__Extracted text__.
--*--
Data in the air – Air Quality Monitoring and the journey to Net Zero with SHAPE-UK
How IOTICS enabled Portsmouth International Port to go green
SHAPE-UK is a trailblazing project in proving net zero ports and effective air quality monitoring. Through having an effective digital twin ecosystem that allowed parties access to real time, relevant data, the members of the consortium were able to review trusted data, acting as a single point of truth on matters such as the air quality around the port when certain ships are in dock.
Air quality monitoring
Air quality is not only an environmental issue but also an important aspect of local communities. Air pollution can impact our health. That’s why it’s so important to monitor and gain an understanding of air quality in context for places such as ports.
Senior project manager and assistant harbour manager, Jerry Clarke told the University of Southampton that he sees the port’s air quality improvement plans as a duty,
“The port is owned by the people of Portsmouth, so we have a greater duty than any port to control and reduce the impact of port operations on the local environment and our neighbours,” he said. “This initiative has the potential to provide significant information to the port and will blaze a trail for air quality transparency across the maritime sector.”
--*--
__Written problem__. Please sum up the SHAPE-UK article above in two sentences.

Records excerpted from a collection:
--*--
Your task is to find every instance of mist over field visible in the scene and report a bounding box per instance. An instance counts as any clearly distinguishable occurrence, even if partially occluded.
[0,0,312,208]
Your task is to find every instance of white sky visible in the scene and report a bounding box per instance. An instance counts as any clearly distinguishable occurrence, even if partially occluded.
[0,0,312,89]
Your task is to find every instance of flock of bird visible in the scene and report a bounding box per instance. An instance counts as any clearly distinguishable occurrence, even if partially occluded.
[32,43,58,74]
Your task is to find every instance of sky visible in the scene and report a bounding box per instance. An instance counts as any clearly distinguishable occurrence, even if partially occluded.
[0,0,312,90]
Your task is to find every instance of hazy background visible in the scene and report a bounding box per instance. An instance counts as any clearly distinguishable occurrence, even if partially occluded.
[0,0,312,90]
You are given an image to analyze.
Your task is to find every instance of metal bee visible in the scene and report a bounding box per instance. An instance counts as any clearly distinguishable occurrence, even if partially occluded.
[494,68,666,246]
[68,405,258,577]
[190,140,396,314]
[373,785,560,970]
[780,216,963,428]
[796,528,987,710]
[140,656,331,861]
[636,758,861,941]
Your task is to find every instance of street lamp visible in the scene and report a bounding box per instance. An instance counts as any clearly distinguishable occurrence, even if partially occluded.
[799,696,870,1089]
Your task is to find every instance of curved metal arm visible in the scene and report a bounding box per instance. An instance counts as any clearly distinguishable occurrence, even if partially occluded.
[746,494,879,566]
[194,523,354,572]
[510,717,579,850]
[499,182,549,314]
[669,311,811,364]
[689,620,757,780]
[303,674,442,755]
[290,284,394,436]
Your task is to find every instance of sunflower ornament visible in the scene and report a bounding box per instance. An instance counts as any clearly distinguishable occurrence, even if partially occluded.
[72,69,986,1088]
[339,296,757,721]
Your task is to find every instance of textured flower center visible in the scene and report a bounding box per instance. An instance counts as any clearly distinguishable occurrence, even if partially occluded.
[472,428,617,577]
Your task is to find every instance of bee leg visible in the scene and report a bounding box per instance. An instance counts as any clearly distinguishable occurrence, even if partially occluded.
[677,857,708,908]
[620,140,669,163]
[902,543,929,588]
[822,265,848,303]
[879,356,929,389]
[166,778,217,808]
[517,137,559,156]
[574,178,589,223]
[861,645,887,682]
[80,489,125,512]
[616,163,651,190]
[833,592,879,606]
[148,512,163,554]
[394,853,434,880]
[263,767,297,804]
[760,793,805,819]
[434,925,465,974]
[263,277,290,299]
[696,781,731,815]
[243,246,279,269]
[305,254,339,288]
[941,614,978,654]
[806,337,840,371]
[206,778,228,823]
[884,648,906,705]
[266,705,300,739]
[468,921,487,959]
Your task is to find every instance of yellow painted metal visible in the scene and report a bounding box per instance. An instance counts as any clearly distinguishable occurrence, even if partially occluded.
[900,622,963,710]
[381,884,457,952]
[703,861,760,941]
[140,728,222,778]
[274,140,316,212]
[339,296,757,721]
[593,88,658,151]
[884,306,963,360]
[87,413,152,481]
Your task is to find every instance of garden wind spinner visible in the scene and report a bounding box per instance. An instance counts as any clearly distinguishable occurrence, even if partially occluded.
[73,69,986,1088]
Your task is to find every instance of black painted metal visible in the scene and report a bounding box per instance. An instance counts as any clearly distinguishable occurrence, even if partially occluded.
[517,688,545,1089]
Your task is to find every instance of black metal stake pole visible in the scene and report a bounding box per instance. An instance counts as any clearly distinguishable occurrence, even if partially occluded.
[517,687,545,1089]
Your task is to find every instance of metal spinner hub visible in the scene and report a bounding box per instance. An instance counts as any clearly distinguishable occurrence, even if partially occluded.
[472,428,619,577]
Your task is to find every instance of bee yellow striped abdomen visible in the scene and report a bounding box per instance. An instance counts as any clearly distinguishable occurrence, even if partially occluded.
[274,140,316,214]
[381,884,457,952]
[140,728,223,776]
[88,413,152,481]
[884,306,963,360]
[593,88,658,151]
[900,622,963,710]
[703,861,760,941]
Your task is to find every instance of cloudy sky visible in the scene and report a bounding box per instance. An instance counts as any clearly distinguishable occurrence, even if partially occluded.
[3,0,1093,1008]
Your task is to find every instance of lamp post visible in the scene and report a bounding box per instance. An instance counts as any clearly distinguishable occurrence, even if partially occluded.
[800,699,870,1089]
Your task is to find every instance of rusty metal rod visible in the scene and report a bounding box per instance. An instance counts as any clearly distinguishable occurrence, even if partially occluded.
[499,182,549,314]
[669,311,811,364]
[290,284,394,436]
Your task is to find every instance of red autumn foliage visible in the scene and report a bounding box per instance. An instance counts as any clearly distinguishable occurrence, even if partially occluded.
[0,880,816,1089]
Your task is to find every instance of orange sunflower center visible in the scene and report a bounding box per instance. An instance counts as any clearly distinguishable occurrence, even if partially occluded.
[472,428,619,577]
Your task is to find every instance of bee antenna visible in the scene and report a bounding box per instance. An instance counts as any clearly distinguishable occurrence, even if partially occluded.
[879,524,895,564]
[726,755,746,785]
--*--
__Full output__. SHAPE-UK is a project proving net zero ports and effective air quality monitoring, in which a digital twin ecosystem gave consortium members access to real-time data that served as a single point of truth on matters such as air quality around the port when certain ships are in dock. Because air pollution can affect health, monitoring air quality at places such as ports is important, and Jerry Clarke of the port calls its air quality improvement plans a duty, since the port is owned by the people of Portsmouth.